→ The tasks
[A] Translate into Spanish the following sentence from the article on programming music theory: "The first character of any pitch is always one of seven possible pitch letters in Western music, ranging from A through G, inclusive."
[B] Answer these questions from the article on programming music theory:
(i) What two things does the opening paragraph name as the reason that writing code for music theory fundamentals is not straightforward?
(ii) How is B♭♭ read out loud?
(iii) Which integer value does PC D typically map onto?
[C] Echo the passage from the article on programming music theory that begins at the words "A system excerpt" and stops after "of key-value pairs.".

→ Reading text
---

The quirks of programming music theory

Nick Rose
Dec 31, 2018 · 12 min read

In this article I write about a way to automate the transposition of musical pitches. A humble task, you might think. Transposition after all is basically the equivalent of adding or subtracting a pitch by an interval. But writing code that negotiates the syntax of music theory fundamentals isn’t so straightforward.⁰ This is due to the inherent asymmetry of Western musical scales and something called enharmonicism — different spellings of pitch classes that represent the same value in set-theory integer notation.

Music theory primer
In music we’ve got what are called pitches. These are things represented in writing by symbols like C♯6, A♭4, and F3. The first character of any pitch is always one of seven possible pitch letters in Western music, ranging from A through G, inclusive. These letters can be inflected by accidentals such as flats () or sharps (). When no accidental is visibly present, a natural () accidental is implied. A pitch letter in the context of music theory is always composed of one or more of these accidentals.¹ For example, B♭♭ is a valid expression, read out loud as “B double-flat.”²

A system excerpt from Hugo Wolf’s String Quartet in D minor — teeming with accidentals, including double-sharps

The combination of a pitch letter and accidental(s) defines a pitch class (henceforth, PC). In post-tonal theory a PC can map onto an integer value — the full gamut of values being 0 to 11, inclusive. A value of 0 typically gets mapped onto by PC C, 1 by C#, 2 by D, and so on. As we’ll see later, however, enharmonicism throws a wrench into the consistency of these one-to-one mappings of key-value pairs.

---

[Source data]

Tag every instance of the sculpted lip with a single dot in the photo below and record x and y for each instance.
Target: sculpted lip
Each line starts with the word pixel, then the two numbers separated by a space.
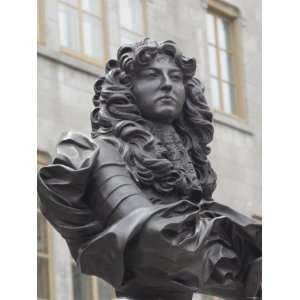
pixel 166 97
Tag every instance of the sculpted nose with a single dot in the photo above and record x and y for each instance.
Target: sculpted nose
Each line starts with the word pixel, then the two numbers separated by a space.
pixel 166 84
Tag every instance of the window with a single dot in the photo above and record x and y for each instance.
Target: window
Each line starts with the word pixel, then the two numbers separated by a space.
pixel 223 54
pixel 89 287
pixel 132 24
pixel 81 29
pixel 206 297
pixel 44 278
pixel 40 21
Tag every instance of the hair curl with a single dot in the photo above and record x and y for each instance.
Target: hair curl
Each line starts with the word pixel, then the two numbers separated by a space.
pixel 117 119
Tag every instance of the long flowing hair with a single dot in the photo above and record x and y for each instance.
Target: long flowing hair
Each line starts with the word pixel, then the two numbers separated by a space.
pixel 117 119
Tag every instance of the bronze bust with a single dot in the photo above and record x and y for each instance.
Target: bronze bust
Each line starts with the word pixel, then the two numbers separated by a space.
pixel 134 202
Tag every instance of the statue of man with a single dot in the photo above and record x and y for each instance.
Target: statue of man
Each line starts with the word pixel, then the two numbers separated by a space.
pixel 134 202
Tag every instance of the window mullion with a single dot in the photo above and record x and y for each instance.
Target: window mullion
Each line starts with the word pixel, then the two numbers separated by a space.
pixel 80 10
pixel 218 62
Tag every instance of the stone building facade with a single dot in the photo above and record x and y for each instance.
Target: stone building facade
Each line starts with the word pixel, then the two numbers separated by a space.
pixel 223 36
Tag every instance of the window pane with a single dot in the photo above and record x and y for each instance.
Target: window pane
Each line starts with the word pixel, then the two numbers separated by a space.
pixel 223 34
pixel 92 6
pixel 213 68
pixel 71 2
pixel 42 234
pixel 129 37
pixel 69 27
pixel 226 66
pixel 42 278
pixel 92 37
pixel 82 285
pixel 131 15
pixel 215 93
pixel 211 29
pixel 228 98
pixel 105 291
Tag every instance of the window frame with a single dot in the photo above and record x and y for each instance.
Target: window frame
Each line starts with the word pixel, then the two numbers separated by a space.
pixel 232 15
pixel 41 22
pixel 79 54
pixel 144 22
pixel 42 160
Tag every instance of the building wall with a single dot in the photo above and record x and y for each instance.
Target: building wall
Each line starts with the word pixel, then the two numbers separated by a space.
pixel 65 91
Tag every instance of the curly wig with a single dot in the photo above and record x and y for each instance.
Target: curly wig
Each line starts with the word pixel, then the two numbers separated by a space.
pixel 117 119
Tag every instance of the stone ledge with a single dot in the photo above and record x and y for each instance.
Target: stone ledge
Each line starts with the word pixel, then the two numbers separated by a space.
pixel 69 61
pixel 233 122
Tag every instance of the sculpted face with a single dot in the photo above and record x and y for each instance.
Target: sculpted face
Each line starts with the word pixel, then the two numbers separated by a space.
pixel 159 90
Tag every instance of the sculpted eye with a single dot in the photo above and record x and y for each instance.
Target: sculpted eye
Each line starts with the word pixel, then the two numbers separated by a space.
pixel 150 75
pixel 176 77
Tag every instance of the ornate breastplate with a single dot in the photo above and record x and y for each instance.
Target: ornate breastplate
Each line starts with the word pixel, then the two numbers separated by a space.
pixel 176 152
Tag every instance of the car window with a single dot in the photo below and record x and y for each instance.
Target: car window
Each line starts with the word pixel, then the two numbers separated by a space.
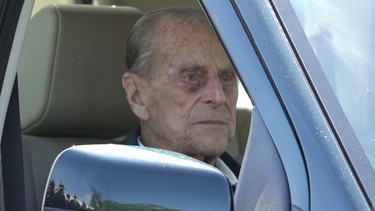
pixel 344 47
pixel 341 33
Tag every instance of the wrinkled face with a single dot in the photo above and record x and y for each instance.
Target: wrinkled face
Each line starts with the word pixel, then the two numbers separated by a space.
pixel 193 92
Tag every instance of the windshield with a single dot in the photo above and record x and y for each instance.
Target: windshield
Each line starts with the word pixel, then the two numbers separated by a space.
pixel 341 34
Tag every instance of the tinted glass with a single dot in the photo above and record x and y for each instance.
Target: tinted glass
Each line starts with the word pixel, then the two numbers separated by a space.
pixel 341 35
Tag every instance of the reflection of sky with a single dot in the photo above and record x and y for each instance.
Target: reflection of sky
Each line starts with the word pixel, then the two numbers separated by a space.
pixel 113 179
pixel 341 34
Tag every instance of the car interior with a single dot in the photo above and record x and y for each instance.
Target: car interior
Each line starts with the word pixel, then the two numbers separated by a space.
pixel 70 86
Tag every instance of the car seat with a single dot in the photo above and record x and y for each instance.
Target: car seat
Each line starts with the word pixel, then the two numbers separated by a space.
pixel 70 85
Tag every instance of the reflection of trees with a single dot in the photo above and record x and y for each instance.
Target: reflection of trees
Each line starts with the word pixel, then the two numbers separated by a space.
pixel 56 197
pixel 98 204
pixel 96 199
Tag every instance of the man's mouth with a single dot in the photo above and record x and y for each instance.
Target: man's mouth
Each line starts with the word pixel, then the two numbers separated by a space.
pixel 211 122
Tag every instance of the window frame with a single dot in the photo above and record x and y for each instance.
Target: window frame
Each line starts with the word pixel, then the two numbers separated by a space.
pixel 285 99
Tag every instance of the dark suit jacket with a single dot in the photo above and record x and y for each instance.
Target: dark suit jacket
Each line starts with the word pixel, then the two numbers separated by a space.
pixel 233 164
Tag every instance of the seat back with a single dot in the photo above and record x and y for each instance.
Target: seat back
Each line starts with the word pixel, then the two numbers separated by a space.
pixel 70 85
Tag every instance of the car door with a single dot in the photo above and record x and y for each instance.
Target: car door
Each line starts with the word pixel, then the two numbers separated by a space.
pixel 14 16
pixel 283 77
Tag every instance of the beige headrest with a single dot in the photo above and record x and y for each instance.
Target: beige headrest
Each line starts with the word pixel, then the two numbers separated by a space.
pixel 70 72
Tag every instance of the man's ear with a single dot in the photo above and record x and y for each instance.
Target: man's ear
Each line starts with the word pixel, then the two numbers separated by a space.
pixel 134 88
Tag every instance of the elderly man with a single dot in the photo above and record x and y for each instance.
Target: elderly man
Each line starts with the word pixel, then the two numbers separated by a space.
pixel 182 86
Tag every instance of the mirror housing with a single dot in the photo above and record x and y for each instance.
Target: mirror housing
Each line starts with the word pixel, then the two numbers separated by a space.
pixel 120 177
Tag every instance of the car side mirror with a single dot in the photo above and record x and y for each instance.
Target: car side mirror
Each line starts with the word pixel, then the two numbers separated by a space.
pixel 119 177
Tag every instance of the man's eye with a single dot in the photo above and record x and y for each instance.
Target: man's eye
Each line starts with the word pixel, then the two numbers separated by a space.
pixel 190 77
pixel 226 78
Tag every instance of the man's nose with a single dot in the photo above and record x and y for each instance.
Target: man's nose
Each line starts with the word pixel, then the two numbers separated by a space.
pixel 214 93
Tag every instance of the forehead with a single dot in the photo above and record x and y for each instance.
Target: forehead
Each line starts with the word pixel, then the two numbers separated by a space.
pixel 190 43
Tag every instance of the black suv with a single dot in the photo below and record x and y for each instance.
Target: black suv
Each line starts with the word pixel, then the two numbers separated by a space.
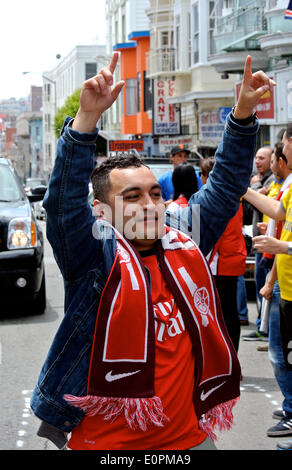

---

→ Expected responses
[A] El primer carácter de cualquier altura es siempre una de las siete letras de altura posibles en la música occidental, que van de la A a la G, ambas incluidas.

[B]
(i) The inherent asymmetry of Western musical scales and enharmonicism.
(ii) As "B double-flat."
(iii) 2.

[C]
A system excerpt from Hugo Wolf’s String Quartet in D minor — teeming with accidentals, including double-sharps

The combination of a pitch letter and accidental(s) defines a pitch class (henceforth, PC). In post-tonal theory a PC can map onto an integer value — the full gamut of values being 0 to 11, inclusive. A value of 0 typically gets mapped onto by PC C, 1 by C#, 2 by D, and so on. As we’ll see later, however, enharmonicism throws a wrench into the consistency of these one-to-one mappings of key-value pairs.